== SOURCE MATERIAL
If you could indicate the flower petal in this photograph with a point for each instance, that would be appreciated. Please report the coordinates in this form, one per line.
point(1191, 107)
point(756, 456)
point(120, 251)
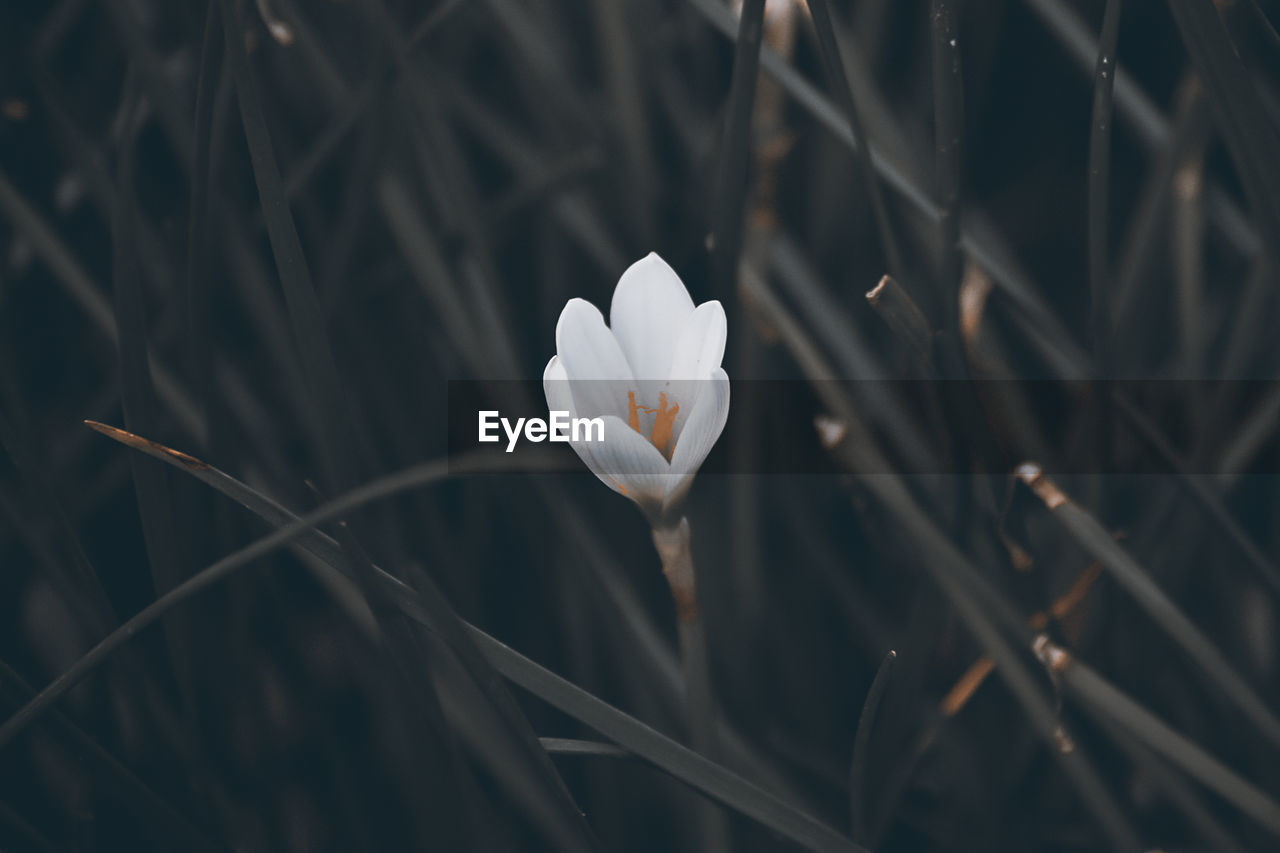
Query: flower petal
point(700, 347)
point(557, 389)
point(704, 425)
point(699, 351)
point(598, 373)
point(629, 464)
point(648, 315)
====
WHAT YOU HAVE TO DO
Give back every record exactly, dropping its pictures.

OUTPUT
If you could indicate the flower petal in this photograph with a point for each instance, that would be appreciated. Please report the coordinates in this form, one per line.
point(1191, 107)
point(756, 456)
point(120, 251)
Query: flower petal
point(700, 347)
point(557, 389)
point(704, 425)
point(699, 351)
point(598, 373)
point(629, 464)
point(648, 315)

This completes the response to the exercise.